■ **HOW TO COMPLETE THIS TASK**:
Set down each entry from the block beneath, exactly as written.

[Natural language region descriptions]
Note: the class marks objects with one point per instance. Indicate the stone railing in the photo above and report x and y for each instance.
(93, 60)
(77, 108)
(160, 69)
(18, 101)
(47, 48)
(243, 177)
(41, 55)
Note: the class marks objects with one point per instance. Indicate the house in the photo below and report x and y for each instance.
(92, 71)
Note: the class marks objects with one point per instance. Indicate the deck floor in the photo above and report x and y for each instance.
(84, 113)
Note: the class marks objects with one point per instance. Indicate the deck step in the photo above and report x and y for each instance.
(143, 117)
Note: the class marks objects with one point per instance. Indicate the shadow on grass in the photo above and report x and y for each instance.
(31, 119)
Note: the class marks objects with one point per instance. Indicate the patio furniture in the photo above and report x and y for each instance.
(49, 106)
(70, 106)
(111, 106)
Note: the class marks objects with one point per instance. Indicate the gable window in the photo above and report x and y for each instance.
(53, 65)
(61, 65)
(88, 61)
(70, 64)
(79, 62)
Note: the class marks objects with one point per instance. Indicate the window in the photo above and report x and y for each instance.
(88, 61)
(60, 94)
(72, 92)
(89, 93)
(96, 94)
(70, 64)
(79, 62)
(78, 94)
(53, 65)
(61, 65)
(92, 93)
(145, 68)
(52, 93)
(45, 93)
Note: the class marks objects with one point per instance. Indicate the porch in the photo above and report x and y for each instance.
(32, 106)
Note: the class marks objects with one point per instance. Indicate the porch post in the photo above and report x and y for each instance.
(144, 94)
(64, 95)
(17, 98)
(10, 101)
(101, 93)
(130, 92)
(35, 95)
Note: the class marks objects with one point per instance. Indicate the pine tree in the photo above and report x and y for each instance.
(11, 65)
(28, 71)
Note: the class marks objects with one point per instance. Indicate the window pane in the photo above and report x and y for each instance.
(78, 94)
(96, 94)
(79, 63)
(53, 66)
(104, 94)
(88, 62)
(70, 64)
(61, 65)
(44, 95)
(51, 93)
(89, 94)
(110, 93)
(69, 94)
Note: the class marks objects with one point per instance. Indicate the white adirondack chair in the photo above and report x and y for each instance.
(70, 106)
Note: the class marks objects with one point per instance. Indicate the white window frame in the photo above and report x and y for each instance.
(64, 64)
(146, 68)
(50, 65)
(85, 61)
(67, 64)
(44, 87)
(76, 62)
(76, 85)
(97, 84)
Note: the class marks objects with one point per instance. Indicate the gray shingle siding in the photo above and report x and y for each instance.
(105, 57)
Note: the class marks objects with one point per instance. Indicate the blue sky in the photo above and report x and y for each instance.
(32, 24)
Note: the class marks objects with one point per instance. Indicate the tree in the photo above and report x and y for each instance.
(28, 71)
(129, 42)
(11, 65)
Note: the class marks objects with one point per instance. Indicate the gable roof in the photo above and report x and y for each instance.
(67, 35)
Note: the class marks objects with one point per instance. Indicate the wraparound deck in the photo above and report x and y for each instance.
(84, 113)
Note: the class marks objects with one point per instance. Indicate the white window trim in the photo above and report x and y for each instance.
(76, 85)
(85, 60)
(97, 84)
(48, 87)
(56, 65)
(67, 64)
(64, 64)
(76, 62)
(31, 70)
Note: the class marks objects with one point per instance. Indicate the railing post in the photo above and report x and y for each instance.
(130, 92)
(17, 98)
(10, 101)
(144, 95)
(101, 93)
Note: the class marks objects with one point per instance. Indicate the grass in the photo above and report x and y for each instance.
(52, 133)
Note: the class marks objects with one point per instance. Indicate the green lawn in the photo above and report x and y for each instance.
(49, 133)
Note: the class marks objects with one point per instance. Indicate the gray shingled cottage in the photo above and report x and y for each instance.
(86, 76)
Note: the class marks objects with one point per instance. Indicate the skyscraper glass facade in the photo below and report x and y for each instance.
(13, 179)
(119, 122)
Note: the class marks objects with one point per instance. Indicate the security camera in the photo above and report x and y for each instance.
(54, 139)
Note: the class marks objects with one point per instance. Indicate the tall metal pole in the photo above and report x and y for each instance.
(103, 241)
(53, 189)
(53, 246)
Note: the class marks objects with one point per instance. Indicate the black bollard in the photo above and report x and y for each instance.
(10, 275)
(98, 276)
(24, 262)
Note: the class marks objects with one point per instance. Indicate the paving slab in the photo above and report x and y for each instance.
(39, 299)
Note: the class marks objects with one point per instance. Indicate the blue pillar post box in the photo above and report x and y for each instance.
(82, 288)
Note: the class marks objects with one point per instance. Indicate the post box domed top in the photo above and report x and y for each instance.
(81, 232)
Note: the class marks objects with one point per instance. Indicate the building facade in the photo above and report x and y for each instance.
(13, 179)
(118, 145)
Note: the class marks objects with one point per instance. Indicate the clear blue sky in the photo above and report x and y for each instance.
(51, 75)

■ **EXPECTED ANSWER**:
Note: the class marks objects with one point per instance. Indicate the stone railing in the photo above and report x and y for each instance.
(93, 60)
(77, 108)
(160, 69)
(18, 101)
(47, 48)
(243, 177)
(41, 55)
Note: the class marks objects with one point per instance. Indicate the house in the photo below and report x and y for each instance.
(92, 71)
Note: the class marks objects with one point per instance. Indicate the deck floor in the photo above and report x and y for each instance.
(84, 113)
Note: the class marks objects with one point per instance. Indicate the deck step in the photo above and report x and y for each instance.
(143, 117)
Note: the class marks objects with one point per instance. Indicate the shadow on grass in the photo above and report x and y for each instance.
(31, 119)
Note: the class marks objects with one point per instance. Indicate the patio furniture in the photo above and report x and y for each instance.
(49, 106)
(70, 106)
(111, 106)
Note: the class marks objects with one point per instance. Indicate the gable window in the photo above and report x and y for each instance.
(53, 65)
(61, 65)
(88, 61)
(70, 64)
(79, 62)
Note: the class marks objects with one point per instance. Indicate the window in the photo above and report x and y for each instance.
(88, 61)
(60, 94)
(72, 92)
(89, 93)
(96, 94)
(70, 64)
(79, 62)
(78, 94)
(53, 65)
(61, 65)
(92, 93)
(145, 68)
(52, 93)
(45, 93)
Note: the class marks objects with one point per instance. Indicate the porch in the photo above and report x and y for each instance.
(32, 106)
Note: the class marks objects with one point per instance. Indicate the porch post in the photo above and report x and y for each instance.
(144, 94)
(64, 95)
(17, 98)
(10, 101)
(101, 93)
(130, 92)
(35, 95)
Note: the class marks objects with one point per instance. Indicate the pine tree in the photo above and report x and y for each instance.
(11, 65)
(28, 71)
Note: the class marks objects with one point per instance. Indicate the window pane in the photo above and report x and y for each instance.
(78, 94)
(96, 94)
(79, 63)
(53, 66)
(104, 94)
(88, 62)
(70, 64)
(61, 65)
(44, 95)
(51, 93)
(89, 94)
(110, 93)
(69, 94)
Note: the class marks objects with one point per instance. Indicate the white adirondack chair in the photo above and report x and y for each instance.
(70, 106)
Note: the class marks objects with one point per instance. Indicate the white window frame in the photo above and report x and y for each instance.
(64, 64)
(146, 68)
(50, 65)
(85, 61)
(67, 64)
(44, 87)
(76, 62)
(76, 85)
(97, 84)
Note: the class marks objects with one point per instance. Indicate the gray shingle siding in the photo above and report x and y for each instance.
(105, 57)
Note: the class marks objects with one point per instance. Indicate the blue sky in the photo above and report x and y for each instance.
(32, 24)
Note: the class marks objects with one point per instance. Indicate the tree in the photo above and report x and y for each instance.
(28, 71)
(129, 42)
(11, 65)
Note: the class marks objects with one point per instance. Indicate the gable roof in the photo above and report x and y for each instance.
(67, 35)
Note: the class marks objects with one point per instance. Indicate the wraparound deck in the photo above and report x and y for each instance.
(84, 113)
Note: the class marks objects with one point per instance. Indicate the white window trim in the photo above and report x and y for each instance.
(76, 85)
(85, 60)
(97, 84)
(48, 87)
(56, 65)
(67, 64)
(64, 64)
(76, 62)
(31, 70)
Note: the class marks objects with one point per instance. Indicate the railing post in the photo above and report x and y for each instance.
(130, 92)
(17, 98)
(10, 101)
(144, 95)
(101, 93)
Note: the class marks objects with one point per instance. Indicate the grass in the photo above and report x and y for each instance.
(52, 133)
Note: the class marks objects with one point per instance. Indicate the green lawn in the photo above and report x and y for each instance.
(49, 133)
Note: the class marks objects with one point per instance. Indicate the gray shingled cottage in the photo above and report x and y for each instance.
(86, 76)
Note: the class marks objects with one point per instance. Indicate the skyscraper glass facade in the photo below and report x and y for each instance.
(13, 179)
(119, 122)
Note: the class marks objects with one point per instance. Indicate the security camera in the photo above and report x and y for each instance.
(54, 139)
Note: the class marks objects with one point per instance. Indicate the tall metal pole in the photo above and report x and y for each instance.
(103, 241)
(53, 189)
(53, 246)
Note: the class marks objects with one point per instance. Indicate the black bollard in the photo above and report x and y for each instance.
(10, 275)
(98, 276)
(24, 262)
Note: the class marks objects with one point per instance. Indicate the paving slab in the photo above and report x and y for each instance.
(39, 299)
Note: the class marks objects with one point per instance. Indicate the blue pillar post box in the photo above and report x and y for each instance.
(82, 288)
Note: the class marks objects with one point per instance. Indicate the post box domed top in the photo above and report x and y for each instance.
(81, 232)
Note: the class marks objects with one point per instance. Indicate the building facade in the photo above and report x and y for each instance.
(13, 179)
(118, 145)
Note: the class marks objects with one point per instance. Indicate the clear blue sky in the photo above and report x and y for each instance.
(51, 75)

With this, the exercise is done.